**VORGEGEBENER TEXT:**

____

51 Der Beweiswert eines sprachwissenschaftlichen Gutachtens - wie hier - ist in der Regel nicht so hoch wie z.B. der Beweiswert eines Schriftsachverständigengutachtens, in dem Handschriften, insbesondere Unterschriften physikalisch-technisch untersucht und verglichen werden (vgl. zur Würdigung eines Schriftsachverständigengutachtens z.B. Urteil vom 29. November 2000 - BVerwG 1 D 13.99 - ZBR 2002, 136 <137 f.>). Im Einzelfall kann der Beweiswert eines Schriftsachverständigengutachtens, das durch einen erfahrenen Sachverständigen erstellt worden ist und zu dem Schluss kommt, dass der Beschuldigte mit Sicherheit der Urheber der Schrift ist, so groß sein, dass es allein vollen Beweis erbringen und alleinige Grundlage des Schuldspruchs sein kann (vgl. Meyer-Goßner, StPO, 51. Aufl. 2008, § 93 Rn. 3 m.w.N.).

____

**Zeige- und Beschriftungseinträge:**
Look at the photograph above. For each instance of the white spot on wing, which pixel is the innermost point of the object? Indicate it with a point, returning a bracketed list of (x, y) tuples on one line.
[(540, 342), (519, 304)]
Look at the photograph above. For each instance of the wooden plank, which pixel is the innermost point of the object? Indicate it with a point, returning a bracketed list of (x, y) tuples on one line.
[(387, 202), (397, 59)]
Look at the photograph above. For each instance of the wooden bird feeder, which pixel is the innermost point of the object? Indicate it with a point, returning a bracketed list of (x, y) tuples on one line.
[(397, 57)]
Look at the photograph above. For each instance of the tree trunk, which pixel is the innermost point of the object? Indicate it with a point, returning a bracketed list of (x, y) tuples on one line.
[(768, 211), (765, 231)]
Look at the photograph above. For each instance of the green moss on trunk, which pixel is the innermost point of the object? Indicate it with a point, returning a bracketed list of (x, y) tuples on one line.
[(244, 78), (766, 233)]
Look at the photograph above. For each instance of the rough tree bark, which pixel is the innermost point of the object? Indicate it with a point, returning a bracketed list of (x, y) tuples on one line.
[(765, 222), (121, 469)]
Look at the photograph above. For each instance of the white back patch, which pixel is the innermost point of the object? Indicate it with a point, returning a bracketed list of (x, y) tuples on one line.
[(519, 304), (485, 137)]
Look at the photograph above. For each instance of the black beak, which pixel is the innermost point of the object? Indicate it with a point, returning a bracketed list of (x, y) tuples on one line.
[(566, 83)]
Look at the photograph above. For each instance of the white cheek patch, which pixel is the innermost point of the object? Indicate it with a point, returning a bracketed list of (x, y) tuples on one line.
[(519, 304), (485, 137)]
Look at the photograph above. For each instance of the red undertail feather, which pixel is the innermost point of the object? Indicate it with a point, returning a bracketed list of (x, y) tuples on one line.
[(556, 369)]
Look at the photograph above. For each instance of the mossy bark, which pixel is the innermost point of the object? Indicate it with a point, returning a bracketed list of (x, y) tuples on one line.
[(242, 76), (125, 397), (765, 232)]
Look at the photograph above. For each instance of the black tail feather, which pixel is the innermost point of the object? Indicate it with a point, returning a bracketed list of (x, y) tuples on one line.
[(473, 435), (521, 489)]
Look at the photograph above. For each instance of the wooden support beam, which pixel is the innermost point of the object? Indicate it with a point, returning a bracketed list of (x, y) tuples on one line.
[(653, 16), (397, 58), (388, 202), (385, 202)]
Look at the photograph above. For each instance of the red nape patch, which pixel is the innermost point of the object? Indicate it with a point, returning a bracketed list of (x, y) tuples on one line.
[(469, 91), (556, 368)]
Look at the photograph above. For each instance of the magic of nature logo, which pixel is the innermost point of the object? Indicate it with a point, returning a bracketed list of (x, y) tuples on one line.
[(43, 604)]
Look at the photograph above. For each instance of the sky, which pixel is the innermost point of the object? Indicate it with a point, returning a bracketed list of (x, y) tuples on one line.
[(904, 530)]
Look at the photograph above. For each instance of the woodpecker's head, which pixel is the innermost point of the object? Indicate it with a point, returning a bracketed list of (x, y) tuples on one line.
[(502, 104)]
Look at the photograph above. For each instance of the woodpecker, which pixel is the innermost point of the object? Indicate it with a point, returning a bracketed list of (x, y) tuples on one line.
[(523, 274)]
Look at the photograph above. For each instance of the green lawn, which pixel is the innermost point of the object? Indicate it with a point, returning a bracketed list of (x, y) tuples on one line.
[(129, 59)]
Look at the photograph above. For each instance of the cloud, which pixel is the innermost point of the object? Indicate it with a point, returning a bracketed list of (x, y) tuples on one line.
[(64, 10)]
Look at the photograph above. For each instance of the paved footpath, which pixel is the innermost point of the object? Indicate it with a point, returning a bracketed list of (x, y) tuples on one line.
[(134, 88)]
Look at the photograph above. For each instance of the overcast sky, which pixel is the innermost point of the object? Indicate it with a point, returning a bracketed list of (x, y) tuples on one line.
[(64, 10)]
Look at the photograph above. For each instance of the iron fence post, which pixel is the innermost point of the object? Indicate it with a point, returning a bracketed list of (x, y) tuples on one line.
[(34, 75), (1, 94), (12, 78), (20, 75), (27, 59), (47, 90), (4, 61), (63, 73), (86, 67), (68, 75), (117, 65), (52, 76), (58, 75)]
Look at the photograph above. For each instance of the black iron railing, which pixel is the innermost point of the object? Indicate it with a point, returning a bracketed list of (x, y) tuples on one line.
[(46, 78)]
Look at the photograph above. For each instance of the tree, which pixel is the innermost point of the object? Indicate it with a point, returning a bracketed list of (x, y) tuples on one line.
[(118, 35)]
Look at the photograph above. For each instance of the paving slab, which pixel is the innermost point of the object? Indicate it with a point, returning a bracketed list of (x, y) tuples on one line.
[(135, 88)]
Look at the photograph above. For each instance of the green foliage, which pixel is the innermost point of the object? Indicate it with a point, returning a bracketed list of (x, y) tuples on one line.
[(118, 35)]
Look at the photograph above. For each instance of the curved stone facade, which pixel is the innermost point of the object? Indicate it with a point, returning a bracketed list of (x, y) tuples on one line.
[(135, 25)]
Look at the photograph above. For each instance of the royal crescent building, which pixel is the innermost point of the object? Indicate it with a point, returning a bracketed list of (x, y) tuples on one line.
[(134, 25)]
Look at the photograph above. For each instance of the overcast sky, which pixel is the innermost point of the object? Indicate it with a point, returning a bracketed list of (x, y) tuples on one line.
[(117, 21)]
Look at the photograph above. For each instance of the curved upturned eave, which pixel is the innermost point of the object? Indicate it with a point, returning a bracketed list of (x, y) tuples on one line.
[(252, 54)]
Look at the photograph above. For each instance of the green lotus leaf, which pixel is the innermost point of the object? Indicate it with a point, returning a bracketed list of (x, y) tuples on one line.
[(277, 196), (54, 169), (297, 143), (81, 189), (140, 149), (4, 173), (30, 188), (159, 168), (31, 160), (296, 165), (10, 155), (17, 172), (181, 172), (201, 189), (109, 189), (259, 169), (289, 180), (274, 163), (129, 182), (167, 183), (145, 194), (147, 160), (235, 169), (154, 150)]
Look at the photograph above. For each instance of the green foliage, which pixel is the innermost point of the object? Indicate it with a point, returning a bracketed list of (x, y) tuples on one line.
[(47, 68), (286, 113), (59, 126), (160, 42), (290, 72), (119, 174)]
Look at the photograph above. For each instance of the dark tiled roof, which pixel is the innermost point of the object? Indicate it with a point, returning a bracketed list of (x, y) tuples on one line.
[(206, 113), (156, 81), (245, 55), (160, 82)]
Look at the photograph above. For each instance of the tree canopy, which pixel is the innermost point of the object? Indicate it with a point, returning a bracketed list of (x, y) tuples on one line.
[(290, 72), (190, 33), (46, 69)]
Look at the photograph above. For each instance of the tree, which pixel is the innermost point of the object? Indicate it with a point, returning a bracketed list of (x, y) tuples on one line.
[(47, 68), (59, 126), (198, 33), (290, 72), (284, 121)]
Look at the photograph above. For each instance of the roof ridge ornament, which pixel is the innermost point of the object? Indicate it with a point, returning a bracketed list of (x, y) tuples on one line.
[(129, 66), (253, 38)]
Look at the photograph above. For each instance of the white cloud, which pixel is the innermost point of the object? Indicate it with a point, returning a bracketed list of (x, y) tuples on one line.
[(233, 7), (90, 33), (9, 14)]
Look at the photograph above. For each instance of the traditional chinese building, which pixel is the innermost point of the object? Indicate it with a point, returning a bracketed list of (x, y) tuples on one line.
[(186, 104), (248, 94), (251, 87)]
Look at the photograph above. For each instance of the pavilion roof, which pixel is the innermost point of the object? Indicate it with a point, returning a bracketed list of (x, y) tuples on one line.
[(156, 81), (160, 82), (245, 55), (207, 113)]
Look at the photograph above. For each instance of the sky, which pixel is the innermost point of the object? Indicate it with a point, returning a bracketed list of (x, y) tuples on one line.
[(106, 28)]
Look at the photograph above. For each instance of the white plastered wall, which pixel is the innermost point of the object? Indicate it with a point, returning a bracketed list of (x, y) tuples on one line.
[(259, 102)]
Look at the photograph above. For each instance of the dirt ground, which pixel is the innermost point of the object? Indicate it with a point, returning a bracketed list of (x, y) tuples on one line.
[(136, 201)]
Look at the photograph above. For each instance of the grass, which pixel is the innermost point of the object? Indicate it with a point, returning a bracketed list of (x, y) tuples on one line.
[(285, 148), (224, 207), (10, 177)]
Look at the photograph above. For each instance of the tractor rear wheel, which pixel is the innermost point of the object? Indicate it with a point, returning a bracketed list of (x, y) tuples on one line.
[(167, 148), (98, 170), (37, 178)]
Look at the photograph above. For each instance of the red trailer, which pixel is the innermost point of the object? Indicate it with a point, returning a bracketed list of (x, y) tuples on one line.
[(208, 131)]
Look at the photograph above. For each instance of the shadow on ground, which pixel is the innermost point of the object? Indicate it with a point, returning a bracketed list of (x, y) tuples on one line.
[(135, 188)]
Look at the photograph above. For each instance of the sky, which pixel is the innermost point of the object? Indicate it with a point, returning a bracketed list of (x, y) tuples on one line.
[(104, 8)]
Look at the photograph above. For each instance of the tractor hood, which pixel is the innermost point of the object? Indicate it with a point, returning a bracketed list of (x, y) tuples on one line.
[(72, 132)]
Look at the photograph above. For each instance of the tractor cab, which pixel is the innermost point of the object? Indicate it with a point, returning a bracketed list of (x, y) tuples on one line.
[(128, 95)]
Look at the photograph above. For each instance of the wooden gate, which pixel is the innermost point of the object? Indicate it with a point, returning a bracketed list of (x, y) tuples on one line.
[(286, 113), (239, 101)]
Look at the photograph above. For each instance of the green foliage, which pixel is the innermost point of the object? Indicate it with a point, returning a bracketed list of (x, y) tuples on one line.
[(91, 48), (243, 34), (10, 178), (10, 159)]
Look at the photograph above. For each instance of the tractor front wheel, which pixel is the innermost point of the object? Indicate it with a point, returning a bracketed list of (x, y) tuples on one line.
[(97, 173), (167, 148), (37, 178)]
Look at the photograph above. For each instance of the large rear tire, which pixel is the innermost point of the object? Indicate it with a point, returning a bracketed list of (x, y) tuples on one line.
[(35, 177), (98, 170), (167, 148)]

____

**ARBEITSANWEISUNGEN:**
- a) Beantworte zum Text über den Beweiswert von Gutachten diese Fragen:
(i) Was wird in einem Schriftsachverständigengutachten physikalisch-technisch untersucht und verglichen?
(ii) Welches Urteil wird zur Würdigung eines Schriftsachverständigengutachtens angeführt?
(iii) Welche Auflage des StPO-Kommentars von Meyer-Goßner wird zitiert?
- b) Gib aus dem Text über den Beweiswert von Gutachten den Abschnitt zwischen „51 Der Beweiswert“ und „Rn. 3 m.w.N.).“ wörtlich aus, beide Stellen eingeschlossen.

**ANTWORTEN JE AUFGABE:**
- a)
(i) Handschriften, insbesondere Unterschriften.
(ii) Das Urteil vom 29. November 2000 - BVerwG 1 D 13.99 - ZBR 2002, 136 <137 f.>.
(iii) Die 51. Auflage von 2008.

- b)
51 Der Beweiswert eines sprachwissenschaftlichen Gutachtens - wie hier - ist in der Regel nicht so hoch wie z.B. der Beweiswert eines Schriftsachverständigengutachtens, in dem Handschriften, insbesondere Unterschriften physikalisch-technisch untersucht und verglichen werden (vgl. zur Würdigung eines Schriftsachverständigengutachtens z.B. Urteil vom 29. November 2000 - BVerwG 1 D 13.99 - ZBR 2002, 136 <137 f.>). Im Einzelfall kann der Beweiswert eines Schriftsachverständigengutachtens, das durch einen erfahrenen Sachverständigen erstellt worden ist und zu dem Schluss kommt, dass der Beschuldigte mit Sicherheit der Urheber der Schrift ist, so groß sein, dass es allein vollen Beweis erbringen und alleinige Grundlage des Schuldspruchs sein kann (vgl. Meyer-Goßner, StPO, 51. Aufl. 2008, § 93 Rn. 3 m.w.N.).